===== Data records =====

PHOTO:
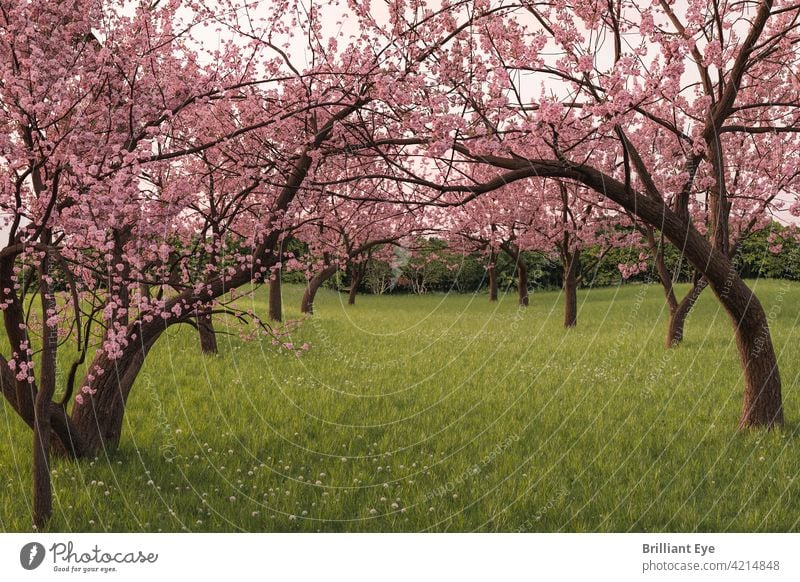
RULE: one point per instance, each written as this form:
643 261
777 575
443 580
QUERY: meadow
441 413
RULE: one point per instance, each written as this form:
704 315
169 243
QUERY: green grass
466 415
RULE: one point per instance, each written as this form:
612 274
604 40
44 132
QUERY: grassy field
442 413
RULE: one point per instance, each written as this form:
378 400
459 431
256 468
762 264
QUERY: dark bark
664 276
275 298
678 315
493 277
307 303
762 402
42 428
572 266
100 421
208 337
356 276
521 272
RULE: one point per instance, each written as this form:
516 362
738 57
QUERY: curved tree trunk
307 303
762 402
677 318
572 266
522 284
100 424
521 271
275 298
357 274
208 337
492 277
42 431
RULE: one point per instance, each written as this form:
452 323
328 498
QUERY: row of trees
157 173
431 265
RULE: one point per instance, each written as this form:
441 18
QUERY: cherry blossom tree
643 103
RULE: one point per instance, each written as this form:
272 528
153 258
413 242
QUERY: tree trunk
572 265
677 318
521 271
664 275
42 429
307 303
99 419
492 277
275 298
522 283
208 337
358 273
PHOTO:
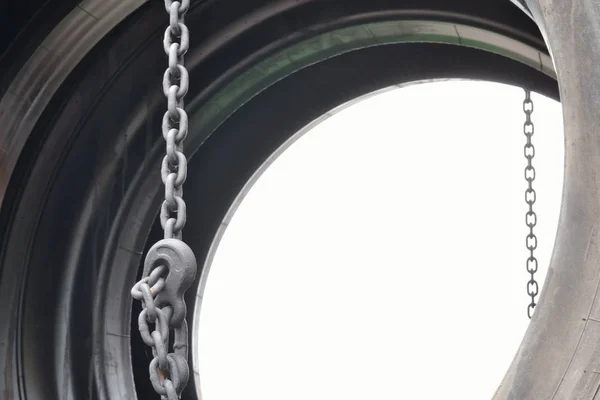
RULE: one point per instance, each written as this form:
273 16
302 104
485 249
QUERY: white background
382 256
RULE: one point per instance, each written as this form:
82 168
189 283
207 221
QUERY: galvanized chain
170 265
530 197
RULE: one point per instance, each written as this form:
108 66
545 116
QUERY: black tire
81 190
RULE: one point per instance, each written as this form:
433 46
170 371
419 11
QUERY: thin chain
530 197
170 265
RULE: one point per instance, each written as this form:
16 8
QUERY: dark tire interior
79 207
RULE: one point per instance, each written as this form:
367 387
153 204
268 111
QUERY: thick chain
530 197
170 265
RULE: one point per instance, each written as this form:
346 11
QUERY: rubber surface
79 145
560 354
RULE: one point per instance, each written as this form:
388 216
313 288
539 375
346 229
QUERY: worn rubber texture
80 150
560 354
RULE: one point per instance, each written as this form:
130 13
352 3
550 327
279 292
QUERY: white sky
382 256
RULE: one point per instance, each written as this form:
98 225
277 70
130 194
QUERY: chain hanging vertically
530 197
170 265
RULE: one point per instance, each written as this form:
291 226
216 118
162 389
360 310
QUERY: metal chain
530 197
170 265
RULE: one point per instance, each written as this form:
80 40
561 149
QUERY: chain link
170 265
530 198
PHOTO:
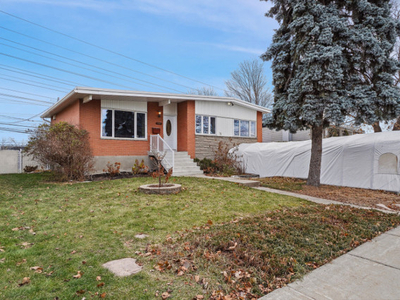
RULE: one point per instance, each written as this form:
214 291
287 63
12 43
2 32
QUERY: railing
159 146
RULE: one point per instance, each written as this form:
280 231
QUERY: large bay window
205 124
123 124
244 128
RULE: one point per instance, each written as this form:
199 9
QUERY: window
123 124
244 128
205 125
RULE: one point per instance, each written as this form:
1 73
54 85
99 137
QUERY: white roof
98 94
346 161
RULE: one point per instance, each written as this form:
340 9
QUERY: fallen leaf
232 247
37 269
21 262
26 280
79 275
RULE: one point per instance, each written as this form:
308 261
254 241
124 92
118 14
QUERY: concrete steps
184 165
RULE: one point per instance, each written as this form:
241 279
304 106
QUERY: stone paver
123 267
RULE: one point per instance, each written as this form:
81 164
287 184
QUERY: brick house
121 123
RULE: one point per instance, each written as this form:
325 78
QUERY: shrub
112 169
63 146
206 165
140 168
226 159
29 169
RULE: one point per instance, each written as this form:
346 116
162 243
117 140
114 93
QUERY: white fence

=====

**Required action**
Reproduce every record above word for word. Leave the pictures out.

**Answer area**
PHOTO:
RULE: one point per instance, each written as this form:
643 261
777 575
443 580
QUERY: meadow
441 413
RULE: one point per instance, each written as this form:
704 315
169 243
QUERY: green grass
466 415
RULE: one point per instance, each written as this form:
612 274
604 40
44 132
QUERY: grassy field
442 413
RULE: one point per instance, each written as this form:
378 400
459 431
256 468
762 264
QUERY: dark bark
664 276
275 298
678 315
493 277
307 303
762 402
42 428
572 266
100 421
208 337
356 276
521 272
RULE: one point per instance, each written as this form:
516 362
738 57
QUERY: curved tree trunk
307 303
762 402
677 318
572 266
522 284
100 424
521 271
275 298
357 274
208 337
492 277
42 431
RULE: one point per instance, each written as this form:
452 323
328 498
QUERY: row of trees
157 173
431 265
RULE: one point per instance, each written as this form:
441 18
QUERY: cherry blossom tree
643 103
RULE: one point per instance, each written as this form:
272 528
153 258
413 242
QUERY: tree trunk
572 265
677 318
521 271
664 275
42 429
307 303
99 419
492 277
275 298
522 283
208 337
358 273
PHOTO:
RULE: one point per instance, each written as this form:
273 16
302 104
485 249
QUERY: white background
382 256
RULE: one point per instance, each written as this form:
82 168
189 283
207 221
QUERY: galvanized chain
170 265
530 197
RULE: one point per instance, each written as this form:
108 66
545 116
QUERY: black tire
81 190
RULE: one point per instance, each written as this form:
433 46
170 371
419 11
QUERY: thin chain
530 197
170 265
RULE: one point per instance, each written as this form:
16 8
QUERY: dark tire interior
79 207
RULE: one point per instance, each written as this form:
367 387
153 204
268 111
QUERY: thick chain
530 197
170 265
RULE: one point per instance, each written as this form:
346 11
QUERY: rubber surface
79 145
560 354
RULE: one point per instance, each written as this form:
388 216
313 288
539 375
346 229
QUERY: worn rubber texture
80 150
560 354
RULE: one point per instance, each written as this form:
130 13
352 3
550 327
279 292
QUERY: white sky
382 256
RULE: one point per instance, each written as this form:
98 225
277 70
130 194
QUERY: chain hanging vertically
530 197
170 265
RULE: one point per instance, each written as this form:
291 226
216 118
162 389
360 310
QUERY: metal chain
530 197
170 265
RULE: one point per instance, each written as this form:
80 40
561 149
QUERY: chain link
170 265
530 198
PHOTO:
RULE: one point per instance, each written as this form:
214 291
287 63
12 43
2 32
QUERY: railing
159 146
RULE: one point per instance, each written as this form:
280 231
QUERY: large bay window
205 124
123 124
244 128
RULE: one point per instance, each written as this form:
199 9
QUERY: window
123 124
244 128
205 125
RULE: one point per instance, each written as this form:
1 73
54 85
99 137
QUERY: white roof
98 94
346 161
RULE: one point per instance, each written as this form:
340 9
QUERY: fallen leaf
232 247
37 269
21 262
26 280
79 275
RULE: one point per instance, each written as this form:
308 261
254 241
124 92
118 14
QUERY: concrete steps
184 165
RULE: one point per instance, each written as this form:
241 279
304 106
QUERY: stone paver
123 267
RULE: one point per instance, each written as this form:
81 164
287 184
QUERY: brick house
121 123
RULE: one point per instance, each written as this form:
325 78
QUERY: shrub
112 169
63 146
206 165
140 168
226 159
29 169
RULE: one point per instance, each written as this form:
346 116
162 243
117 140
114 93
QUERY: white fence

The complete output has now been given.